Referring expression pointing data
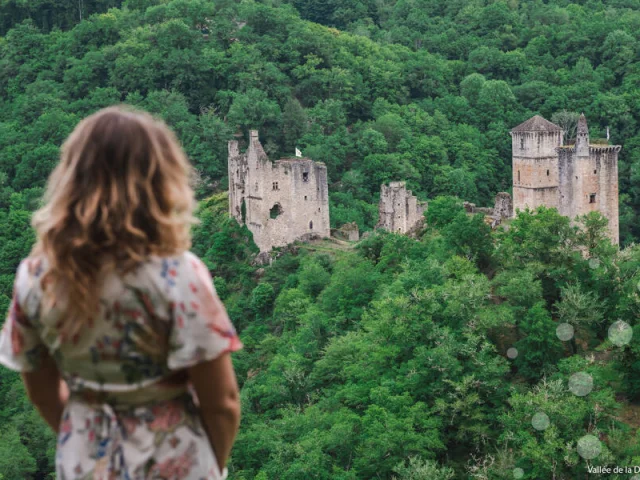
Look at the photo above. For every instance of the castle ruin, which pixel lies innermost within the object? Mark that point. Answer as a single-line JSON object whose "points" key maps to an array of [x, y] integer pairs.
{"points": [[574, 179], [280, 201], [399, 211]]}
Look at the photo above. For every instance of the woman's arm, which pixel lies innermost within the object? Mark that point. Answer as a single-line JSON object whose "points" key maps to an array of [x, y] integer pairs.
{"points": [[216, 387], [47, 391]]}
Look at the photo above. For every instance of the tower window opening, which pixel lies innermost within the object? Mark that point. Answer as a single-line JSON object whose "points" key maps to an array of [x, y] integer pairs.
{"points": [[275, 211]]}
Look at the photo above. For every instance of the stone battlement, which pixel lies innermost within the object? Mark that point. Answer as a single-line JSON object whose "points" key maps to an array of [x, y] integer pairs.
{"points": [[280, 201]]}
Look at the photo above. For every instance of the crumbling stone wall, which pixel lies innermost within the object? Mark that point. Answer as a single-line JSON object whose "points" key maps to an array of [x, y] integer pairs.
{"points": [[279, 201], [399, 211], [349, 232], [575, 179]]}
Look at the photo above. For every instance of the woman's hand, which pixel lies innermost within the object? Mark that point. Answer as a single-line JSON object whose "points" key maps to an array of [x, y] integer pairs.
{"points": [[47, 391]]}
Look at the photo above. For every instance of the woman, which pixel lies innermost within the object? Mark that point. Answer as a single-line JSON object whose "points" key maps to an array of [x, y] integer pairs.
{"points": [[115, 326]]}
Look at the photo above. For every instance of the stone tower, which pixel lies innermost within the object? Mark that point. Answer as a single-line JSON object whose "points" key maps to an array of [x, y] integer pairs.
{"points": [[575, 179], [399, 211], [589, 179], [279, 201]]}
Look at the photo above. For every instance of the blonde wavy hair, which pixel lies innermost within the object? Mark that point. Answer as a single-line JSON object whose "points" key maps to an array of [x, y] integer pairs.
{"points": [[120, 193]]}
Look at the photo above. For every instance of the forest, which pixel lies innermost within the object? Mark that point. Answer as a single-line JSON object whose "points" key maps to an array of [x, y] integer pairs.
{"points": [[462, 353]]}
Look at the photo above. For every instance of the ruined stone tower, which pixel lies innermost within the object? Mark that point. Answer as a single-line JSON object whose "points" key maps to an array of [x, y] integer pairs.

▶ _What is being asked_
Set down the lines from the one with "Look at the photo above. For every instance of the crumbling" through the end of the data above. Keep each exactly as written and add no other line.

▶ _Exercise solution_
Look at the photo above. For every instance of the crumbling stone wall, which pixel lies innermost within the object? Mark that point. Answer as a single-line JSON object whose "points" key maps to an array of [x, y] integer pairs.
{"points": [[279, 201], [399, 211], [349, 232], [575, 179]]}
Look at the photo above. For every instance of the woman's hand, which pixel lies innermost within the object? Mark that point. Answer as a single-line JSON object whose "points" key maps to an array of [x, y] integer pairs.
{"points": [[47, 391]]}
Look at the photo above. For every instance of the woman, which pixel lies innermost within the object? Mark that point. Answer as a single-line JSON object whose "points" key maps to an array of [x, y] integer pairs.
{"points": [[115, 326]]}
Look at the photo above. For every instance of the stone tower, which pixel lies innermost within the object? Mark that point. Answer as a single-line JSON object whose "points" key maps to an array of [x, y] integer pairs.
{"points": [[575, 179], [399, 211], [589, 179], [279, 201]]}
Look at the photo above. For every instance of the blonde wavy hair, which pixel lies innermost within the object? Mark that point. Answer as a single-line JSON object whose "points" key maps to an array of [x, y] integer pairs.
{"points": [[120, 193]]}
Look at the photo above. For every instance of the forest, which pixel lies innermost within the object? Mark that point. Answer as a single-line JSON object whose "points" key maps to an array of [x, y] integer pairs.
{"points": [[462, 353]]}
Look at the photo above. For every instance of the ruined stone tower, which pixel lies innermost within the object? Mark that point. Answer as a single-line JSON object whose "points" key maps to an array of [x, y] integer pairs.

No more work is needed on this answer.